= Document excerpt =
Ev: Oh, I see. Yeah, 100%. I think there's the thing that you think that you want to write about or you think that people should hear about and the thing that you actually do. Like when I first started writing online, I thought I was going to write about mindfulness and meditation. I don't write about any of that because at the end of the day, it's still something I'm really passionate about, but it didn't fascinate me as much as knowledge building and that whole side of things. So I think that you want to, I think, you know, don't, don't try and find your niche too early or like box yourself in too early. Just let yourself, you know, be interested in things and share, you know, often say to new creators, like just share what you're learning, right? So every time you learn something, get online and share what that is. Okay. You don't have to be an expert about it. You're just learning things and then you just kind of follow those kind of signals around. And when you hit on something, then, oh, okay, there's something in that. Let's kind of test that again. You know, so, so for me in the early days, every time I shared about some kind of process in my writing, people loved it. And I thought, I'm writing with a bunch of writers. Like, don't you all have systems? Like, I don't know what's so, like, it was really, it was really strange to me. I thought, doesn't everybody have a system? But that is where kind of you think the obvious things that you think are often the things that actually are not obvious. And so, yeah, I just, you just kind of follow those around.

= Work to be completed =
Extend the interview excerpt on finding a writing niche, picking up after its final sentence. The records have nothing to do with the interview excerpt.

= Records shown =
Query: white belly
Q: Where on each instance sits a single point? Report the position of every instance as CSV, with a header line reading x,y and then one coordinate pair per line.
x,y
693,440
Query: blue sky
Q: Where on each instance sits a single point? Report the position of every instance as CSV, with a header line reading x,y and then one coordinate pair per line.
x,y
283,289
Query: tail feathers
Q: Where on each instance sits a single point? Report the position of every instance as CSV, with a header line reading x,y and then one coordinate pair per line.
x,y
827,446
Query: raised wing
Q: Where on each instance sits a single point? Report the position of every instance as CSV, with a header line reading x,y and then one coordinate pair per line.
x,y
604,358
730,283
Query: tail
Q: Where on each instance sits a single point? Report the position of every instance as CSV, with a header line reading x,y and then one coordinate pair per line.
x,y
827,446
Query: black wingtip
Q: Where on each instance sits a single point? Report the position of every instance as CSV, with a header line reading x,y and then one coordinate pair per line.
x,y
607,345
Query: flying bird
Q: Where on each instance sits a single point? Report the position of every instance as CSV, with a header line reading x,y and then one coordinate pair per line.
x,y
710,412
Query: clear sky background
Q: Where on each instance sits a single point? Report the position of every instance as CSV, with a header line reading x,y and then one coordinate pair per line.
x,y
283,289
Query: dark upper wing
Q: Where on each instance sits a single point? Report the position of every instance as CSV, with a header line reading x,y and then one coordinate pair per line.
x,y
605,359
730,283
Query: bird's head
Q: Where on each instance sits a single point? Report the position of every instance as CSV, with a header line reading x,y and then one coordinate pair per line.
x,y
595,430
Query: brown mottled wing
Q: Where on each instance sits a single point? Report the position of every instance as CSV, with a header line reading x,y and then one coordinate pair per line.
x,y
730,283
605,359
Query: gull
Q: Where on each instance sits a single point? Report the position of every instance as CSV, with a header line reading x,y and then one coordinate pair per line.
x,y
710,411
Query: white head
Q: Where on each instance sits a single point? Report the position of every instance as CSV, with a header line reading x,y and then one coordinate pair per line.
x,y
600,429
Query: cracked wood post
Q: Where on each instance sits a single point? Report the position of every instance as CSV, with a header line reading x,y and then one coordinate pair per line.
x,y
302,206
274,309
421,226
==
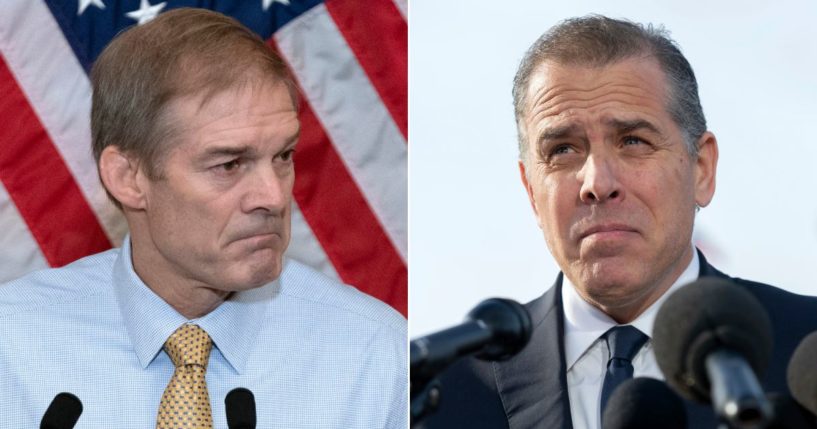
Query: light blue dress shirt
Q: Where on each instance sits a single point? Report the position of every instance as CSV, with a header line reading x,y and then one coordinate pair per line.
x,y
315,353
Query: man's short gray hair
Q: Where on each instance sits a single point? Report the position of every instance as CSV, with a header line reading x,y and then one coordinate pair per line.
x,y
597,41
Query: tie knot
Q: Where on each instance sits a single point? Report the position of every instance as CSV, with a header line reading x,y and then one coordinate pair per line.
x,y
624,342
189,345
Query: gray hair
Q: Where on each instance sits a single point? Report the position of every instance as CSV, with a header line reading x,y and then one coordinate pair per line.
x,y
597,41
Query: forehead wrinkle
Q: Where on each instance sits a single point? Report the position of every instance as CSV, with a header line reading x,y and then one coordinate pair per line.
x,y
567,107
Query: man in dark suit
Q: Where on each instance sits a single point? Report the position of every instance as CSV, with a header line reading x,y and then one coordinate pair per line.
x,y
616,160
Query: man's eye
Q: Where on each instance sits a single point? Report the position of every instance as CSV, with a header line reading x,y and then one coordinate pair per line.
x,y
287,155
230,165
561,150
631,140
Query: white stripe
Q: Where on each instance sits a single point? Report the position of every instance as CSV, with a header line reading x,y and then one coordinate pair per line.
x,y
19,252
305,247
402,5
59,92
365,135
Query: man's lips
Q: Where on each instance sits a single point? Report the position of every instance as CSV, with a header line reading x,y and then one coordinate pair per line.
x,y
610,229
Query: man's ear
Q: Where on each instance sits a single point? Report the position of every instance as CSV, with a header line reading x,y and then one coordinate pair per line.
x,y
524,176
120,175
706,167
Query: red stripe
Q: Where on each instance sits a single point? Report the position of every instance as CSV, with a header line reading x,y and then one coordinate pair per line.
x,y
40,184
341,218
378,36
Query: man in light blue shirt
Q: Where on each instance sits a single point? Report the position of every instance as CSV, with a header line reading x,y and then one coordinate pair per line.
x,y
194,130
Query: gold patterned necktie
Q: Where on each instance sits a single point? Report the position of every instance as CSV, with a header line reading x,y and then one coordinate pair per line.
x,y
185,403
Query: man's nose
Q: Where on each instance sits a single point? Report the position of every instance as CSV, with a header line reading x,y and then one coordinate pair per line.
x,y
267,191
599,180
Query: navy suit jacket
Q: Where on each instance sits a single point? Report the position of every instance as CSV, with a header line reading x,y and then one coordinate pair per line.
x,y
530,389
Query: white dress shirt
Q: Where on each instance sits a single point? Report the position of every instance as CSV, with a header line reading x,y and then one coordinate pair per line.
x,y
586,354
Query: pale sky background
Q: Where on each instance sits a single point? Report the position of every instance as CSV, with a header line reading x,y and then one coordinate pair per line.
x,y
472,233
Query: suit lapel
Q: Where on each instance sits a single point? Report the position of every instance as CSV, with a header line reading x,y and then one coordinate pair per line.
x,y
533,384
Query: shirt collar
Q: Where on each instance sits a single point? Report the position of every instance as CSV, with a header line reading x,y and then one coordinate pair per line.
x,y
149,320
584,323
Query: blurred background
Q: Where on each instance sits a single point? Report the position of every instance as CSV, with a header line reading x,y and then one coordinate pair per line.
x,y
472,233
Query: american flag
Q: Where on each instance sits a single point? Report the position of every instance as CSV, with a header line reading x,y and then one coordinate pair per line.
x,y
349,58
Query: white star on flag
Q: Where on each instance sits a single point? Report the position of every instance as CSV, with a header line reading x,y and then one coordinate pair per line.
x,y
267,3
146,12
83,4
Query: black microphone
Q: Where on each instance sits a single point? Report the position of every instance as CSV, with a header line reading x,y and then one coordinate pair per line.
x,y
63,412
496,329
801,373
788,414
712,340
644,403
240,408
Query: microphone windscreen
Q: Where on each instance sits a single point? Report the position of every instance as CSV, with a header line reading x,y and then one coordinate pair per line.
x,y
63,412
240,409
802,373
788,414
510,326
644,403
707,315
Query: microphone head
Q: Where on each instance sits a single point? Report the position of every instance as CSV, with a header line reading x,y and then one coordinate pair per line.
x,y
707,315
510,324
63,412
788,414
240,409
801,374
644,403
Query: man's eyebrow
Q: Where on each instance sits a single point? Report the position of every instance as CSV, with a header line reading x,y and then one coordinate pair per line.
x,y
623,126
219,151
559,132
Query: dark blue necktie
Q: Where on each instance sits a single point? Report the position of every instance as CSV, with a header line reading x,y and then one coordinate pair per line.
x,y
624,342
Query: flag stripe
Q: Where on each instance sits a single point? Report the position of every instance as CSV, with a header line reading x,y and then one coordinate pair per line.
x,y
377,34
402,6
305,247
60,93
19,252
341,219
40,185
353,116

= Output for this exercise =
Kazuki: Wow, that's a great, great advice. And thank you again. Yeah. Sorry. Do you have any advice to keep things going? So, or like, do you have any habits? So making habits is really important. Like you mentioned that like you are keeping writing so hundred of days. So in your case, so people usually get lazy or tired of doing something. So do you have anything, any advice to keep something doing?

Ev: Yeah. So I write every morning. And I think that is the key. I think before I wrote when I had to publish something. Okay. So there's a big difference to that. It's like, oh, once a week I got to publish blog. I got to sit down and write it. Whereas nowadays, every morning I get up, publishing anything, it's just sitting with my ideas and just writing. And so I think that if you can build a practice that is not connected to any kind of publishing, but still, you know, helps you to get excited about ideas. I think that then like how I see it is like that it's like the iceberg and that's underneath the surface, right? All of that writing, everything I do every morning, you know, in my sparking box, writing about all those ideas, building stuff up that happens all under the surface. No one ever sees it. And then all of this content kind of spills over as a result. And so I don't really have to focus too much on content. Like I obviously still have to write it. But if I just focus on the things that excite me every day and like so. And I think the other thing is to always be working on something that is exciting. Okay. So I have, you know, probably I have about three weeks worth of content that I'm working on in different stages. And so what that does, what it means is that in every writing session, I'm always writing something that I'm interested in. Whereas, because what happens is if one writing session is a big slog, then when you go to do it next, your brain thinks, oh, this is hard. And so then you get that resistance. But when every writing session feels easy because you picked something that you're really excited to write about, then the next day you wake up and you think, oh, that was amazing yesterday. I want to get straight into it. So I always work on multiple things so I can always choose the thing that I'm most excited about that day. And that kind of helps. I think that's really helped me to feel excited every day to write.

Kazuki: Wow, that's a great tip.

Kei: No worries. But so going back to the previous question, previous topics, but so what if, you know, you keep the idea so that reasoning to you was F you, but later, so it doesn't inspire you anymore. So do you keep it or do you remove it from the rest?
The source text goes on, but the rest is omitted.